• ZADANIE DO WYKONANIA 1:
Proszę odpowiedzieć na pytania na podstawie tekstu źródłowego.
(a) Z którym wersetem Ewangelii Łukasza tekst wskazuje zgodność?
(b) Kogo dotyczy punkt, który nieco „zgrzyta”?
(c) Co, według zdania zaczynającego się od słów „Od niego tylko krok”, Bóg miałby stworzyć, by wypróbować wiarę?
• ZADANIE DO WYKONANIA 2:
Zdanie „Kantem jest jeden werset św. Pawła i jego tradycyjna interpretacja.” z tekstu źródłowego należy przełożyć na język angielski.
• ZADANIE DO WYKONANIA 3:
Proszę podjąć tekst źródłowy o zgodności z Księgą Rodzaju od miejsca, w którym się kończy, i dopisać jego dalszy ciąg.

Wracam po przerwie weekendowej i nie wiem jeszcze, na ile będę mógł się udzielać przez najbliższe tygodnie, więc ograniczę się do paru otwartych wątków.
Ależ skąd, z księgą rodzaju mamy bardzo wysoką zgodność. Jeden punkt nieco "zgrzyta", ale dotyczy on Ewy, a nie naszych omawianych tu problemów. Dodatkowo jest zgodność z Ewangelią Łukasza 23:43, co przy tradycyjnej interpretacji ma więcej problemów.
Kantem jest jeden werset św. Pawła i jego tradycyjna interpretacja.
Twoja wiara w "Boga Czarodzieja" niebezpiecznie zbliża się do punktu MJ. Od niego tylko krok, a zaczniesz twierdzić, że Bóg stworzył kości tzw. dinozaurów, coby wypróbować wiarę. Nie idź tą drogą.

• ZAREJESTROWANE DANE:
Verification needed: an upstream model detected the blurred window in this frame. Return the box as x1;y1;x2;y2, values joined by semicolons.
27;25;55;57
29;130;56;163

• WYNIK KOŃCOWY 1:
(a) Z Ewangelią Łukasza 23:43.
(b) Ewy.
(c) Kości tzw. dinozaurów.

• WYNIK KOŃCOWY 2:
The trick lies in one verse of St. Paul and its traditional interpretation.

• WYNIK KOŃCOWY 3:
Jakoś wymieniłeś trzy państwa, w której w różnym stopniu praktykowano małżeństwo ołtarza i tronu. Nie trzeba mówić, kto na tym związku gorzej wyszedł. Polska jest inna, gdyż u nas przez 44 lata Kościół był prześladowany. Dlatego w latach 90-tych pozycja moralna Kościoła w PL była inna niż teraz po latach działalności pewnego zakonnika, biznesmena i polityka.
Tzw. objawienia Katarzyny były "fałszywe", a przynajmniej w dużej części zostały mocno przeredagowane przez niejakiego Brentano, który je spisywał. Ustaliła to kościelna komisja, dlatego te tzw. objawienia zostały wyraźnie wyłączone z procesu beatyfikacji.
I proszę, nie zaczynaj następnego zdania od "Ale przecież Mel Gibson...", tylko dowiedz się, jak to z tym ustalaniem było.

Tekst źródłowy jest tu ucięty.